> WRITTEN EXERCISE
Extract all of the entries and set them down verbatim.
==== SUPPLIED MATERIAL ====
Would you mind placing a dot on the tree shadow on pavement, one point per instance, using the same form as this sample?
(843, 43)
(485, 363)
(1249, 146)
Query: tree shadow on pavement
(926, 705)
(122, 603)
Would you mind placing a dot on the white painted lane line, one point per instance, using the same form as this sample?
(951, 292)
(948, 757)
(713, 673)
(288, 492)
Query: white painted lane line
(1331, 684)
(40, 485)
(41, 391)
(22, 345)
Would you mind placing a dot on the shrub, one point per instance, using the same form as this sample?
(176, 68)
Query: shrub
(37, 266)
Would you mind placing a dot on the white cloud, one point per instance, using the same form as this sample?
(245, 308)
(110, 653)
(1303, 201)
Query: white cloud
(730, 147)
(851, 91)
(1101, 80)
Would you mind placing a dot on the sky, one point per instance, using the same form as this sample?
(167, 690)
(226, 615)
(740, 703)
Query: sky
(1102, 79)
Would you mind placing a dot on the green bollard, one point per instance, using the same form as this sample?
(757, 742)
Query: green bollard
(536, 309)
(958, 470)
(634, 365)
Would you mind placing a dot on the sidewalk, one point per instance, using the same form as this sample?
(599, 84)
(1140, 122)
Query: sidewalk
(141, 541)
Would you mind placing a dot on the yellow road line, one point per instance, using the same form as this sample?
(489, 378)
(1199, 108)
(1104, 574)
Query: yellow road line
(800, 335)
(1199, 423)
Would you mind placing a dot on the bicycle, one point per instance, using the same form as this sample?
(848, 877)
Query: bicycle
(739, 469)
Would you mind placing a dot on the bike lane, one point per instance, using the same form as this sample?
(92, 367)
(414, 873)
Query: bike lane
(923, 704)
====
> SOLUTION FOR THIS PROBLEM
Would you mind placing a dot on the tree shadow on pavement, one point per instance, using the same form as this sample?
(843, 43)
(485, 363)
(1249, 146)
Query: tree shadow on pavement
(926, 705)
(122, 603)
Would you mind placing a dot on the white painted lane line, one point per instance, using the same form as this sample?
(951, 292)
(948, 757)
(713, 673)
(288, 492)
Query: white painted lane line
(1331, 684)
(40, 485)
(41, 391)
(22, 345)
Would you mind placing a dot on the shrub, one point per instance, using the same form as this sample?
(176, 68)
Query: shrub
(37, 266)
Would you mind placing a dot on the white cloud, one point per instance, using the same form as this sample?
(245, 308)
(110, 653)
(1303, 201)
Query: white cloud
(730, 147)
(851, 91)
(1101, 80)
Would you mind placing a dot on the sky, one point per instance, using the same form as this sample?
(167, 690)
(226, 615)
(740, 703)
Query: sky
(1102, 79)
Would you mind placing a dot on the green bollard, one point per instance, using the same form as this sample?
(757, 742)
Query: green bollard
(536, 309)
(958, 470)
(634, 365)
Would you mind placing a dot on the sidewalk, one point per instance, using the same form as this sample?
(599, 84)
(1140, 122)
Query: sidewalk
(141, 541)
Would you mind placing a dot on the yellow road line, one point per instance, using the same form as this sample?
(489, 378)
(1199, 108)
(1104, 574)
Query: yellow road line
(800, 335)
(1199, 423)
Would you mind placing a dot on the bicycle, one point per instance, using the same form as this sample?
(848, 877)
Query: bicycle
(739, 469)
Would you mind placing a dot on the bike lane, one point per instance, using the same form as this sample?
(92, 367)
(414, 873)
Query: bike lane
(923, 704)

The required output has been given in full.